◆ **Exercise prompt**
Report how many lines in the records below hold the word "water". Add nothing to the number.

◆ **Entries shown**

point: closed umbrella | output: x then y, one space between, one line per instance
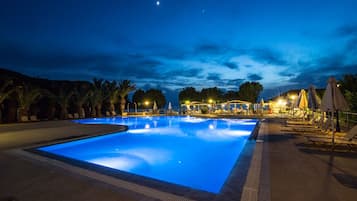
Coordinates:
154 108
333 101
301 102
262 105
169 107
314 101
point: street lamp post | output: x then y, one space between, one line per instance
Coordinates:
136 107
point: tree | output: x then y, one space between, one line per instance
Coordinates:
81 96
249 91
213 93
96 97
155 95
5 91
62 97
189 94
231 95
111 91
138 97
26 96
349 89
125 87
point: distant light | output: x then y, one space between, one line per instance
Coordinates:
211 126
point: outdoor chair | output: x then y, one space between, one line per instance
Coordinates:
33 118
347 139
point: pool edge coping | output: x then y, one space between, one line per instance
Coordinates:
117 182
252 187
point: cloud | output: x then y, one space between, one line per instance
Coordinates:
208 49
346 30
231 65
267 56
213 76
193 72
254 77
235 82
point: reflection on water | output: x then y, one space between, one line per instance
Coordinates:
194 152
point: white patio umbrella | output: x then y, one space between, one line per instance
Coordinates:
169 107
314 101
301 102
154 107
262 105
333 101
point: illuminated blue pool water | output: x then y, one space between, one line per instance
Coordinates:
192 152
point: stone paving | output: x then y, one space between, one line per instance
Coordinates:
298 171
290 168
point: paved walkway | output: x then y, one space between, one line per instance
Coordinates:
290 169
296 171
24 179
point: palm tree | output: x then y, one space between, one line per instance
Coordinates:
96 97
26 96
5 93
62 98
111 93
125 87
81 94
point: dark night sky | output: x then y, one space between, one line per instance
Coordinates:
282 44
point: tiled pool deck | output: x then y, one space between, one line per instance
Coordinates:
280 169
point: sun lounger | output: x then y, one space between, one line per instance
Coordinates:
345 140
33 118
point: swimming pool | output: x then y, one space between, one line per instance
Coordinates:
198 153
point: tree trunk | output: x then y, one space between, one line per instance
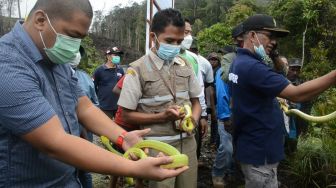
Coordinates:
303 43
19 9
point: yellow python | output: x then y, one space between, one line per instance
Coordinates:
179 160
187 124
315 119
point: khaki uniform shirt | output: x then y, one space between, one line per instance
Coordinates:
134 90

◆ **Answer area**
2